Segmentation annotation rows
--- begin ---

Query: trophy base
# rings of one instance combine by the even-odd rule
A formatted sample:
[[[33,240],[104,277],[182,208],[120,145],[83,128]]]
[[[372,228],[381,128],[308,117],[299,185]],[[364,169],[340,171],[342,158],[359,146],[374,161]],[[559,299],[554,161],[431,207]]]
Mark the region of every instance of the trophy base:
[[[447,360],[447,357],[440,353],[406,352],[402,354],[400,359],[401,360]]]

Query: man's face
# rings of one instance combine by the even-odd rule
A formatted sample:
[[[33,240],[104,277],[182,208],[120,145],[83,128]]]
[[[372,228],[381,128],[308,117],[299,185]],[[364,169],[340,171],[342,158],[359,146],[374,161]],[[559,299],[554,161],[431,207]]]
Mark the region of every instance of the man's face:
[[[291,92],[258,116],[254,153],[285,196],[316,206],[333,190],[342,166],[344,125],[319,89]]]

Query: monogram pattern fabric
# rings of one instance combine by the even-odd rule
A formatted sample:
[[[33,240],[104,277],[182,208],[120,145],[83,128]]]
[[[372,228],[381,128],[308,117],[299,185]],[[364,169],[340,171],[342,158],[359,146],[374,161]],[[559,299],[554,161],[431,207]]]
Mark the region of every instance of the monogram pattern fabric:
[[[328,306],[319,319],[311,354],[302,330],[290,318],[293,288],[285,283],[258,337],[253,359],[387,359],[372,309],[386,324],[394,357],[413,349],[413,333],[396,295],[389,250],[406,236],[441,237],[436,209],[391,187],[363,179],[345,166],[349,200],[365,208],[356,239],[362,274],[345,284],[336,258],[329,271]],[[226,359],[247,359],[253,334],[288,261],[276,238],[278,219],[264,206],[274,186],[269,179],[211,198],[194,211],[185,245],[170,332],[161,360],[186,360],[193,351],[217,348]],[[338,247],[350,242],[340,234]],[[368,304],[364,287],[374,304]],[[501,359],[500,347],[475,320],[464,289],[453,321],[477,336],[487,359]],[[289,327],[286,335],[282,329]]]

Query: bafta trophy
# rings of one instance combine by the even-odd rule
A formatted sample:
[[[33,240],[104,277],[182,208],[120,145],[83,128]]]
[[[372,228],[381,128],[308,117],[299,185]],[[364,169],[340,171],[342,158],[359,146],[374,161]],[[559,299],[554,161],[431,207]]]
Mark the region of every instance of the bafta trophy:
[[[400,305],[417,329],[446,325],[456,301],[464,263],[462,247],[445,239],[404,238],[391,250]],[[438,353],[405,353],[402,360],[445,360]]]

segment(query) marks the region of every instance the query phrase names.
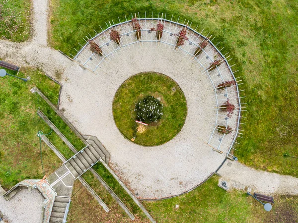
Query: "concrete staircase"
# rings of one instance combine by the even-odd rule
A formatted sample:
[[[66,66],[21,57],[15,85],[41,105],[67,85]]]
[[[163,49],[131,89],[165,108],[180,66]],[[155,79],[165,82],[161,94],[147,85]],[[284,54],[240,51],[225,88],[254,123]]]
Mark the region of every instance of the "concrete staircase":
[[[64,220],[65,220],[64,219],[65,217],[66,218],[67,216],[70,201],[70,198],[55,197],[49,223],[63,223],[65,222]]]
[[[101,143],[95,136],[83,135],[83,138],[89,144],[88,148],[90,150],[95,150],[100,156],[101,159],[107,164],[109,164],[110,154]]]

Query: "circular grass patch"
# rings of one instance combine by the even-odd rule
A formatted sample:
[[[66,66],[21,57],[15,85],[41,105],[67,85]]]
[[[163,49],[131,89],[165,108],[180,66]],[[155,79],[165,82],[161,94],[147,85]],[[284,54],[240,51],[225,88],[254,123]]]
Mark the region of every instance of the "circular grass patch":
[[[136,104],[153,96],[163,106],[160,119],[148,126],[136,122]],[[143,146],[157,146],[172,139],[182,128],[187,113],[186,100],[179,85],[167,76],[141,73],[120,86],[113,102],[115,122],[122,135]]]

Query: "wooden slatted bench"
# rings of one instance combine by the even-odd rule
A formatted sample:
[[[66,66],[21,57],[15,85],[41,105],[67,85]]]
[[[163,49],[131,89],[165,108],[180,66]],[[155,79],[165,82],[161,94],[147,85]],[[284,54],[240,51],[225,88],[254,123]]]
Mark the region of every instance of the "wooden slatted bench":
[[[273,198],[272,197],[263,195],[263,194],[257,194],[256,193],[254,193],[253,195],[258,200],[265,201],[266,202],[271,203],[272,204],[274,204],[274,201],[273,201]]]
[[[20,69],[19,67],[6,62],[4,62],[3,60],[0,60],[0,66],[11,70],[16,70],[17,71],[18,71],[19,69]]]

--- end ---

### Job
Reproduce every row above word for word, but leave out the pictures.

### Solved exercise
Query: trophy base
# rings of one instance combine by the even-odd rule
A formatted sample:
[[[33,240],[104,277],[182,208],[120,145],[83,128]]]
[[[372,228],[381,128],[308,117],[299,185]],[[364,169],[340,171],[342,158],[359,146],[374,161]],[[559,299],[554,161],[431,207]]]
Mark the region of every instance of the trophy base:
[[[447,360],[447,357],[440,353],[406,352],[402,354],[400,359],[401,360]]]

Query: man's face
# rings of one instance combine by the even-odd rule
A formatted sample:
[[[33,240],[104,277],[182,208],[120,145],[83,128]]]
[[[372,228],[381,128],[308,117],[299,185]],[[364,169],[340,171],[342,158],[359,146],[374,161]],[[559,299],[554,161],[431,207]]]
Mark the region of every instance of the man's face:
[[[291,92],[258,116],[254,153],[285,196],[316,206],[333,190],[342,166],[344,125],[319,89]]]

Query: monogram pattern fabric
# rings of one instance combine by the even-odd rule
A formatted sample:
[[[33,240],[104,277],[182,208],[120,145],[83,128]]]
[[[372,228],[381,128],[308,117],[299,185]],[[364,169],[340,171],[342,158],[359,146],[374,161]],[[559,299],[554,161],[431,207]]]
Mark the region of every instance of the monogram pattern fabric:
[[[328,306],[319,319],[311,354],[302,330],[290,318],[293,288],[285,283],[258,337],[253,359],[387,359],[372,309],[386,324],[394,357],[413,349],[413,333],[396,295],[389,250],[406,236],[441,237],[436,209],[391,187],[363,179],[345,166],[349,200],[365,208],[356,239],[362,274],[345,284],[336,258],[329,271]],[[226,359],[247,359],[253,334],[288,261],[276,238],[278,219],[264,206],[274,186],[269,179],[211,198],[194,211],[185,245],[170,332],[161,360],[186,360],[193,351],[217,348]],[[338,247],[350,242],[340,234]],[[368,304],[364,287],[374,304]],[[501,359],[500,347],[475,320],[464,289],[453,321],[477,336],[487,359]],[[289,327],[286,335],[282,329]]]

Query: bafta trophy
# rings of one instance combine by the even-odd rule
A formatted sample:
[[[33,240],[104,277],[182,208],[120,145],[83,128]]]
[[[372,228],[381,128],[308,117],[299,185]],[[364,169],[340,171],[342,158],[359,146],[374,161]],[[559,299],[554,161],[431,207]]]
Mark the region of every instance of the bafta trophy:
[[[400,305],[417,329],[446,325],[456,301],[464,263],[462,247],[445,239],[404,238],[391,250]],[[438,353],[405,353],[402,360],[445,360]]]

segment(query) marks the region of every instance the query phrase names.
Query: "concrete staircase"
# rings of one instance combine by the even-odd rule
A formatted sample:
[[[66,66],[21,57],[15,85],[41,105],[67,85]]]
[[[163,49],[131,89],[165,108],[180,66]],[[155,79],[165,82],[161,94],[147,85]],[[284,54],[240,51],[225,88],[254,123]]]
Mark the region of every instance of the "concrete staircase":
[[[64,220],[65,220],[64,219],[65,217],[66,218],[67,216],[70,201],[70,198],[55,197],[49,223],[63,223],[65,222]]]
[[[101,143],[95,136],[83,135],[83,138],[89,144],[88,148],[90,150],[95,150],[100,156],[101,159],[107,164],[109,164],[110,154]]]

Query: "circular grass patch"
# rings of one instance combine by the even-odd rule
A formatted sample:
[[[66,66],[21,57],[15,85],[41,105],[67,85]]]
[[[163,49],[131,89],[165,108],[180,66]],[[155,79],[165,82],[161,94],[147,85]],[[284,54],[240,51],[225,88],[254,123]]]
Mark the region of every instance of the "circular grass patch":
[[[136,104],[153,96],[163,106],[160,119],[148,126],[136,122]],[[143,146],[157,146],[172,139],[182,128],[187,113],[186,100],[179,85],[167,76],[141,73],[120,86],[113,102],[115,122],[122,135]]]

Query: "wooden slatted bench"
# rings of one instance combine by the even-odd rule
A formatted sample:
[[[66,66],[21,57],[15,85],[41,105],[67,85]]]
[[[163,49],[131,89],[165,108],[180,66]],[[155,79],[165,82],[161,94],[147,85]],[[284,54],[240,51],[225,88],[254,123]]]
Mark the region of every instance of the "wooden slatted bench":
[[[273,198],[272,197],[263,195],[263,194],[257,194],[256,193],[254,193],[253,195],[258,200],[265,201],[266,202],[271,203],[272,204],[274,204],[274,201],[273,201]]]
[[[20,69],[19,67],[6,62],[4,62],[3,60],[0,60],[0,66],[11,70],[16,70],[17,71],[18,71],[19,69]]]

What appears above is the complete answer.